# Mulberry Tree



## Bigdog (Sep 20, 2003)

I have 2 mulberry trees One produces fruit the other has never had any. Would one be a male and one a female? or why would one not produce?

Thanks Bigdog


----------



## Paquebot (May 10, 2002)

Yes, mulberry trees may be either male or female. Always wondered about that myself years ago when there was a cluster of 3 but only 2 produced berries. Cut 2 down and left one of those which had berries. Ever since, perhaps a third of the former production off that tree.

Martin


----------



## mammabooh (Sep 1, 2004)

There are also fruitless mulberry trees.


----------



## SDjulieinSC (Aug 8, 2005)

We had a GIANT non fruit bearing one in our yard in San Diego. Loved that tree. Wish I could plant one at my home in South Carolina but was told it would not do well here. Dang.


----------



## volleypc (Jul 25, 2010)

My dad has one in his yard and it has never produced until this year (this is a mature tree). This was the first time I even remember it blooming. Most of the blooms were knocked off during a hailstorm, but we did have a small amount of fruit on it this year.


----------



## mom in oklahoma (Nov 25, 2003)

We have 6 mulberry trees on our property, all of them bear. 2 bear white mulberries, those are as sweet as honey. I have yet to get enough berries for a pie( my daughter picks and wants me to bake a pie), but with my 6 and 12 yr old helping and her eating them too, I don't think I'll be making a pie lol
There must be a male somewhere around lol


----------



## mammabooh (Sep 1, 2004)

PARTS OF THE EXERCISE:
[A] In the mulberry tree thread, how many mulberry trees does mom in oklahoma have on her property?
[B] Which user names head the posts in the mulberry tree thread? List each one once.
[C] Does the mulberry tree thread support each statement? (i) Paquebot cut down two of a cluster of three mulberry trees. (ii) volleypc's dad's tree gave a large crop of fruit this year. (iii) SDjulieinSC has planted a mulberry tree at home in South Carolina.
These items have no connection to the mulberry tree thread.

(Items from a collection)
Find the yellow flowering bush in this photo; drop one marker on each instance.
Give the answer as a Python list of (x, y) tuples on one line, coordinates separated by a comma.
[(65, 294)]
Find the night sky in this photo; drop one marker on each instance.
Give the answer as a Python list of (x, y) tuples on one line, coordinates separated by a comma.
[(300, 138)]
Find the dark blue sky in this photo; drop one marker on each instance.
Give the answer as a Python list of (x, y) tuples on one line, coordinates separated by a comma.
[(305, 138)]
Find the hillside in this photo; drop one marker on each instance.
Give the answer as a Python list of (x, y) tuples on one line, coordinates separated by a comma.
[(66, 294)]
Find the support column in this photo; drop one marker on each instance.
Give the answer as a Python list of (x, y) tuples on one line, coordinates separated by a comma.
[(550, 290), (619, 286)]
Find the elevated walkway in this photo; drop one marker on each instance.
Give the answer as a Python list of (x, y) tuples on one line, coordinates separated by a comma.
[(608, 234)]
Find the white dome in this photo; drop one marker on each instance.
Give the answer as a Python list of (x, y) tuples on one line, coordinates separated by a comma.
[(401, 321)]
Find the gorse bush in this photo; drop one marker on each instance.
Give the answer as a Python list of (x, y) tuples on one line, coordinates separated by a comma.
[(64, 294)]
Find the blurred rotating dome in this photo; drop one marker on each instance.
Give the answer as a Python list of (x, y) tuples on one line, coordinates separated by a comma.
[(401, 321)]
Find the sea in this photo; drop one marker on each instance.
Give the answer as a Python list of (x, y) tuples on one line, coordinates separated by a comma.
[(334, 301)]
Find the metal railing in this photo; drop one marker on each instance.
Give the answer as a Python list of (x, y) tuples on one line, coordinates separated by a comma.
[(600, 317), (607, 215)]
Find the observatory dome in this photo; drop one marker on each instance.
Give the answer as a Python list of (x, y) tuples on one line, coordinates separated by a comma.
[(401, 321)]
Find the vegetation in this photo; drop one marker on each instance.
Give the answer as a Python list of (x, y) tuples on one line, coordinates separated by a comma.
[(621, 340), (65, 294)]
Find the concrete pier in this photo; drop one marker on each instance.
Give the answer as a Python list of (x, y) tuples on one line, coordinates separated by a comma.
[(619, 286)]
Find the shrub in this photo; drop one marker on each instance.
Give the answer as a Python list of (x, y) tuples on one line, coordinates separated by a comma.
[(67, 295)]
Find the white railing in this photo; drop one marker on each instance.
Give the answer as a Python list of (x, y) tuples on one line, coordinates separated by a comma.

ANSWERS TO THE EXERCISE:
[A] Six.

[B] Bigdog, Paquebot, mammabooh, SDjulieinSC, volleypc, mom in oklahoma

[C]
(i) Yes: "Cut 2 down and left one of those which had berries."
(ii) No: "we did have a small amount of fruit on it this year."
(iii) No: "Wish I could plant one at my home in South Carolina but was told it would not do well here."